Your task — Revise the data below by replacing every occurrence of "shrub" with "bush", keeping everything else unchanged. Omit the picture markers from your answer.

Provided entries —
******************************
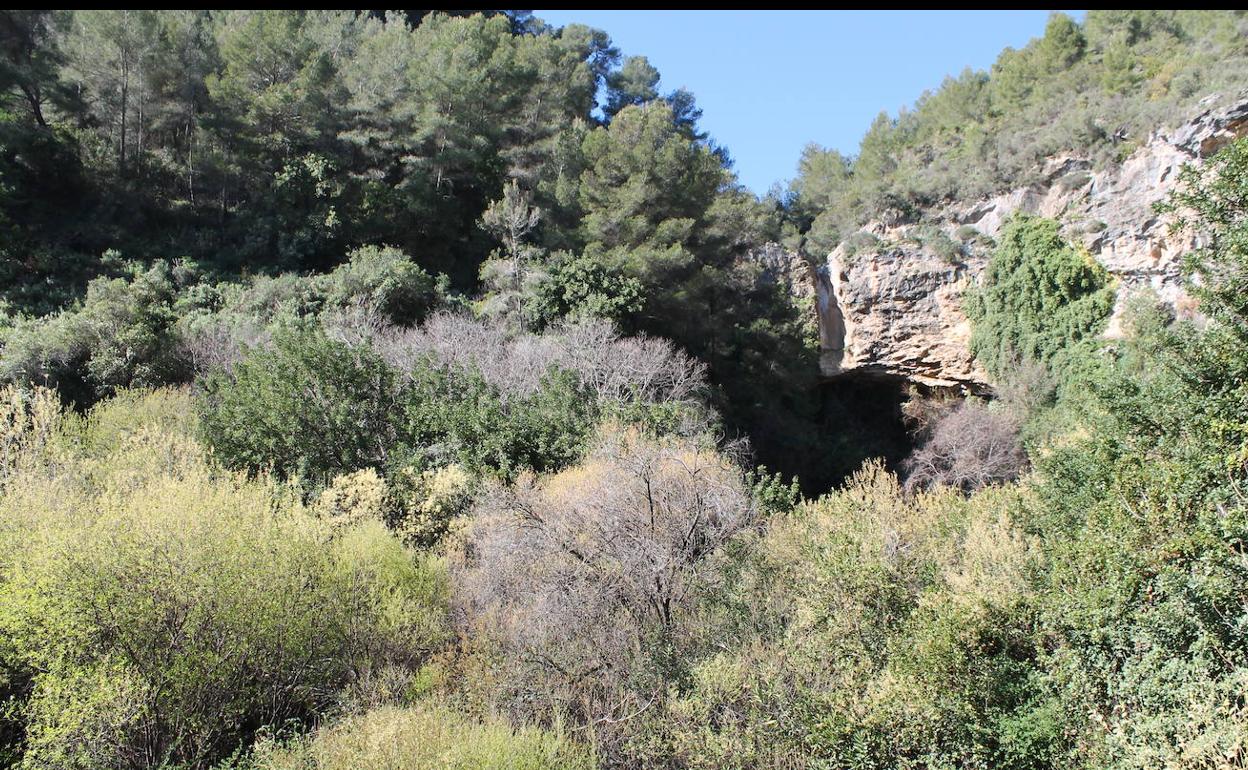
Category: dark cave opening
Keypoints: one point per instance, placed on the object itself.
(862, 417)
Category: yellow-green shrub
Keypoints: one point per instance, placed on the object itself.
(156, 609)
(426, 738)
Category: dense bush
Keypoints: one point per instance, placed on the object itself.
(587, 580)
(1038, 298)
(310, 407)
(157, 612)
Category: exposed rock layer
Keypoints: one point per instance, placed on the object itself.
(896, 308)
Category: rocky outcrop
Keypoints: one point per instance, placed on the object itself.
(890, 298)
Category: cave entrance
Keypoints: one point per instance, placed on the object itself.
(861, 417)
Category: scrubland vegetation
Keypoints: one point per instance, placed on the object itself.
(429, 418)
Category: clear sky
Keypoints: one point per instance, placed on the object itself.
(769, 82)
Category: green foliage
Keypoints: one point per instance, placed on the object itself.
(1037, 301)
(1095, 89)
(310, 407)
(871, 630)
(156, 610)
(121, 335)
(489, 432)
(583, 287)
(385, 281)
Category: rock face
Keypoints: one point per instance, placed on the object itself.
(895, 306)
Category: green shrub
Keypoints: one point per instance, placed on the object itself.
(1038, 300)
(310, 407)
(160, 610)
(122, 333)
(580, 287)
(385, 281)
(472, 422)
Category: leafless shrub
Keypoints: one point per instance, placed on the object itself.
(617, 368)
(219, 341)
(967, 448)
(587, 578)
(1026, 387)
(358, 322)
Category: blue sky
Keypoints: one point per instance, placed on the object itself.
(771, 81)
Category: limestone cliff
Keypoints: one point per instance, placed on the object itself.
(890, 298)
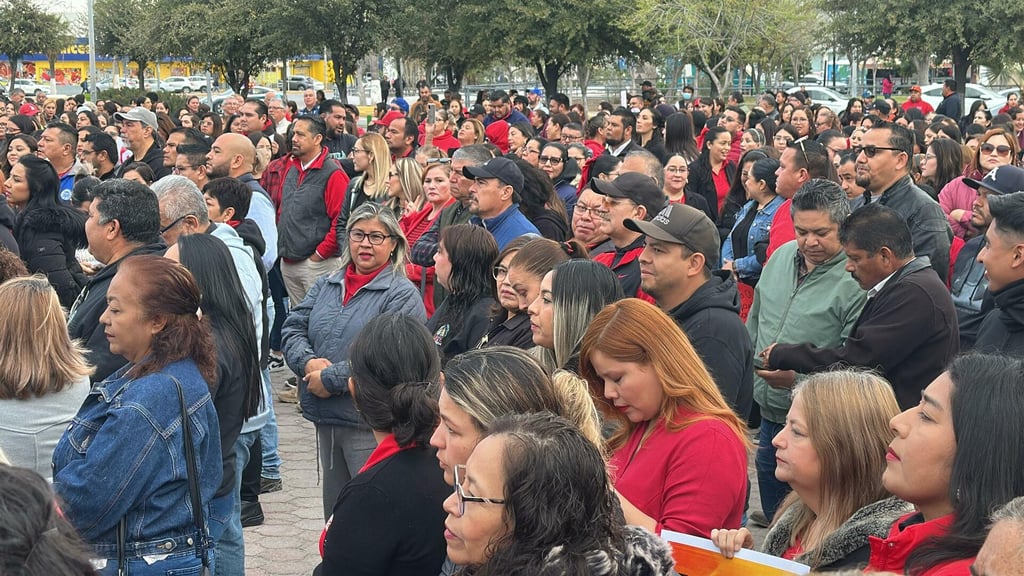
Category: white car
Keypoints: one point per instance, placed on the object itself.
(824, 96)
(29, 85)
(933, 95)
******************************
Output below —
Category: dark cave opening
Keypoints: one point per instance, placed on the object itself.
(862, 417)
Category: yellow-green bush
Keypoints: one point per instance, placed on the object itself.
(156, 609)
(426, 738)
Category: dense bush
Keypoints: one point per instance, placed on the object itself.
(587, 580)
(1038, 298)
(310, 407)
(157, 612)
Category: exposed rock layer
Keypoints: one point per instance, placed on the object itself.
(896, 308)
Category: rocky outcrop
Keypoints: one point per instance, placed on the object itself.
(890, 298)
Category: cave entrance
Keypoints: one point per instance, placed on the object itself.
(861, 417)
Category: scrubland vegetation
Keypoints: one point per instance, placed on the object itself.
(429, 418)
Category: clear sky
Keypoints: one point per instance, placed on the object itself.
(769, 82)
Category: green foliage
Keypoints: one point per instance, placed on the object itself.
(1037, 301)
(1095, 89)
(310, 407)
(871, 630)
(156, 610)
(121, 335)
(489, 432)
(583, 287)
(385, 281)
Category: rock face
Keypoints: one point per instance, placed on the object itself.
(895, 306)
Category: green bush
Keypoints: one point per instance, placed on the object itself.
(1038, 300)
(310, 407)
(160, 610)
(122, 333)
(580, 287)
(385, 281)
(472, 422)
Category: leafless bush
Keypoints: one point per instance, placed on the object itself.
(617, 368)
(219, 341)
(967, 448)
(587, 578)
(1026, 387)
(358, 322)
Category: blue sky
Keypoints: one point per instance, placed on the object itself.
(771, 81)
Category: limestone cliff
Keypoints: one point per instance, placed on the object itself.
(890, 298)
Category: white car
Keypoints: one point per instance, placed on the object itself.
(824, 96)
(29, 85)
(933, 95)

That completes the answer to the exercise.